== YOUR INSTRUCTIONS ==
Copy the data as given. No line may be skipped.

== Phrase grounding data ==
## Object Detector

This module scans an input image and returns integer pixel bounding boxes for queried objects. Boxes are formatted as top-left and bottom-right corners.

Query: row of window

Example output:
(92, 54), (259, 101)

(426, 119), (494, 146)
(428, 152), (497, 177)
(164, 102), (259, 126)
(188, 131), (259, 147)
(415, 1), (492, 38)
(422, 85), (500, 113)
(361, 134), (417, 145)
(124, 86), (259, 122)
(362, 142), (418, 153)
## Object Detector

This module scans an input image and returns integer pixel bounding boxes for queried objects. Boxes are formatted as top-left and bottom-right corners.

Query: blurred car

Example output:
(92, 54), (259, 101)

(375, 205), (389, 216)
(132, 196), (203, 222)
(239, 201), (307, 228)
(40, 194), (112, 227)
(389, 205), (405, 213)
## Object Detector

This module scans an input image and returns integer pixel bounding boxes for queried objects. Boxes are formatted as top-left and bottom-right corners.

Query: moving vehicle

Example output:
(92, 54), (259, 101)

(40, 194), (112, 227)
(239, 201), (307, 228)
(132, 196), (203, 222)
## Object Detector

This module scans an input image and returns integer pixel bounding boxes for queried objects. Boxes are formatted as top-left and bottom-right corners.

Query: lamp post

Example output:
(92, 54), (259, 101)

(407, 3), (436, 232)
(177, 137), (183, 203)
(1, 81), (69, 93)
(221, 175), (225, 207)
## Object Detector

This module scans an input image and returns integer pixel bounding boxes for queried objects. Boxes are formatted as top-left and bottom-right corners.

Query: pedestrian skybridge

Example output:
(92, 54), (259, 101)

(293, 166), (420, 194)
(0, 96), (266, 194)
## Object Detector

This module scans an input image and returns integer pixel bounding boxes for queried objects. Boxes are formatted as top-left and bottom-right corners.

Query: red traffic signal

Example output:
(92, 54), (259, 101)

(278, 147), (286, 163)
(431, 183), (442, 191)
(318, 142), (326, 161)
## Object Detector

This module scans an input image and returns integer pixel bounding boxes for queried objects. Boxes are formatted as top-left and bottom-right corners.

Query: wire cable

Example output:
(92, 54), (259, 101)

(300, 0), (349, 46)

== WRITTEN REPLY ==
## Object Detector

This module scans an input image and returns integer pixel bounding boxes for queried objects. Boxes are formatted as top-left and bottom-right corners.

Query: row of window

Example output:
(92, 54), (259, 101)

(426, 119), (494, 146)
(428, 152), (497, 177)
(164, 102), (259, 126)
(188, 131), (259, 147)
(415, 1), (492, 38)
(422, 85), (500, 113)
(361, 134), (417, 145)
(124, 86), (259, 122)
(362, 142), (418, 153)
## Object Detector

This module scans an input image and returns integer pixel bounding boxes for queried objects. Boxes are formatted as top-left and bottom-right corners.

Query: blurred car

Example output:
(92, 54), (259, 101)

(375, 205), (389, 216)
(132, 196), (203, 222)
(239, 201), (307, 228)
(40, 194), (112, 227)
(389, 205), (405, 213)
## Object Detector

This module scans an input image and returns integer pixel bounding boxes for queried objects. Boxes are formatted as top-left and bottom-right corners.

Query: moving vehicle

Example output:
(92, 54), (259, 101)

(40, 194), (112, 227)
(239, 201), (307, 228)
(132, 196), (203, 222)
## Object Detector

This module scans an input image and returns integer pixel bounding boxes for queried objects. Boxes are formatted as top-left and bottom-right corners.

Query: lamp post

Example output:
(92, 54), (259, 101)

(407, 3), (436, 232)
(177, 137), (183, 203)
(1, 81), (69, 93)
(221, 175), (225, 207)
## Object Detector

This module scans an input image and returns integer pixel bounding boxes for queried objects. Boxes are formatted as top-left and bottom-right corners.

Query: pedestrian skybridge

Example output:
(92, 54), (259, 101)

(293, 166), (420, 194)
(0, 96), (266, 194)
## Object Detector

This module scans an input image and returns integer pixel bounding boxes for queried objects. Boxes are formatted as top-left and bottom-right corners.

Query: red traffic signal

Example output:
(92, 54), (259, 101)

(278, 147), (286, 163)
(431, 183), (442, 191)
(318, 142), (326, 161)
## Object Detector

This module scans an input image and returns integer pixel bounding boxes for queried objects. Boxes are formatted as top-left and bottom-right corners.

Query: wire cable

Example output:
(92, 54), (259, 101)

(300, 0), (349, 46)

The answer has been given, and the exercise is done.